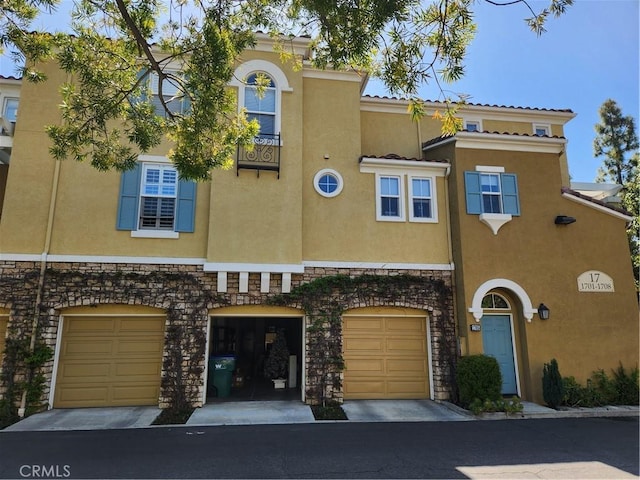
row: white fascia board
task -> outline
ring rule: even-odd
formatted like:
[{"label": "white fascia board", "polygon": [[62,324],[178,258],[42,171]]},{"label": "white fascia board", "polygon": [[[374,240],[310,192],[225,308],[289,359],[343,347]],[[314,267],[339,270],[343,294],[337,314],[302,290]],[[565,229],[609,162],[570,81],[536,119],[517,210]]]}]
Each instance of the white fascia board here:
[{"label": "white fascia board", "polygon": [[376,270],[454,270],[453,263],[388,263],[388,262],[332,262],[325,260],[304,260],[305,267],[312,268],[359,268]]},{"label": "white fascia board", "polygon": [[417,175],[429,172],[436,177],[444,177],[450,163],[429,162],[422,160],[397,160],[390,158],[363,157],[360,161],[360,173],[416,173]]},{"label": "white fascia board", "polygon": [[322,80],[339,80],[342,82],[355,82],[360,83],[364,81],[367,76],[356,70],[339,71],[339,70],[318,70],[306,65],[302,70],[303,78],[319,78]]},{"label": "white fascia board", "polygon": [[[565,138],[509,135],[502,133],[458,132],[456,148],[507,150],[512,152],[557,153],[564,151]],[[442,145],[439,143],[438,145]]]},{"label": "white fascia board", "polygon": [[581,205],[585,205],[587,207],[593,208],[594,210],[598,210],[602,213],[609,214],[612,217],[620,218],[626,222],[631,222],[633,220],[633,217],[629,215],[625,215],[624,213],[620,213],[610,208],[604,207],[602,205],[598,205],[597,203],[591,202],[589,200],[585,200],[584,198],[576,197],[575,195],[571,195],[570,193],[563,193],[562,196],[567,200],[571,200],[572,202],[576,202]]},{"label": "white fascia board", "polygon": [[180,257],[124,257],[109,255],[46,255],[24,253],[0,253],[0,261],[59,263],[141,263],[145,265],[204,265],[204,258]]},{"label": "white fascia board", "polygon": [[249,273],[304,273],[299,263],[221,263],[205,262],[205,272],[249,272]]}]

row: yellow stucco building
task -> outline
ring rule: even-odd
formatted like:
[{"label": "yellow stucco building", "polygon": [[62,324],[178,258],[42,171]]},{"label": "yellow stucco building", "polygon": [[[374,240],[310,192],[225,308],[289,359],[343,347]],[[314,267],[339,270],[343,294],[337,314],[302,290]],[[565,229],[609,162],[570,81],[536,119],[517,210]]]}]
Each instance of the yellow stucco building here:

==

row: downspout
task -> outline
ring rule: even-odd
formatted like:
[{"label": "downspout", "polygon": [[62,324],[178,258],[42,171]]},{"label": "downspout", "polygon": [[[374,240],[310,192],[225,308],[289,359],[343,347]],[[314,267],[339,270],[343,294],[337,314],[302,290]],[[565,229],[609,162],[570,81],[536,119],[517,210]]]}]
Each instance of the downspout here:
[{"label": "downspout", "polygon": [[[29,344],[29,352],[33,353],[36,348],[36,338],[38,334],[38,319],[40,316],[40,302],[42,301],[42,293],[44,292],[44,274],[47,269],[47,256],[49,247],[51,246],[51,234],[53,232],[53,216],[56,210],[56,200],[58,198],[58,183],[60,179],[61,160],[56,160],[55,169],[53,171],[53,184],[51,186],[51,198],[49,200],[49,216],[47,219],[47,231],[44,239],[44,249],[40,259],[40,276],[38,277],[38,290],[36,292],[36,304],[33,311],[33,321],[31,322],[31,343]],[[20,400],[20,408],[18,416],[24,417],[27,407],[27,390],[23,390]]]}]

What to work on
Can you rewrite everything from the line containing "row: white fascia board" down to the line containing "Each instance of the white", changing "even-odd" to "nonzero" and leaving all else as it is?

The completed task
row: white fascia board
task -> outline
ring rule: nonzero
formatted like:
[{"label": "white fascia board", "polygon": [[62,324],[178,258],[42,171]]},{"label": "white fascia board", "polygon": [[[374,240],[310,192],[225,308],[289,359],[343,347]],[[314,267],[339,270],[343,294],[337,314],[302,290]],[[565,229],[609,162],[570,81],[536,119],[517,210]]]}]
Each instance of the white fascia board here:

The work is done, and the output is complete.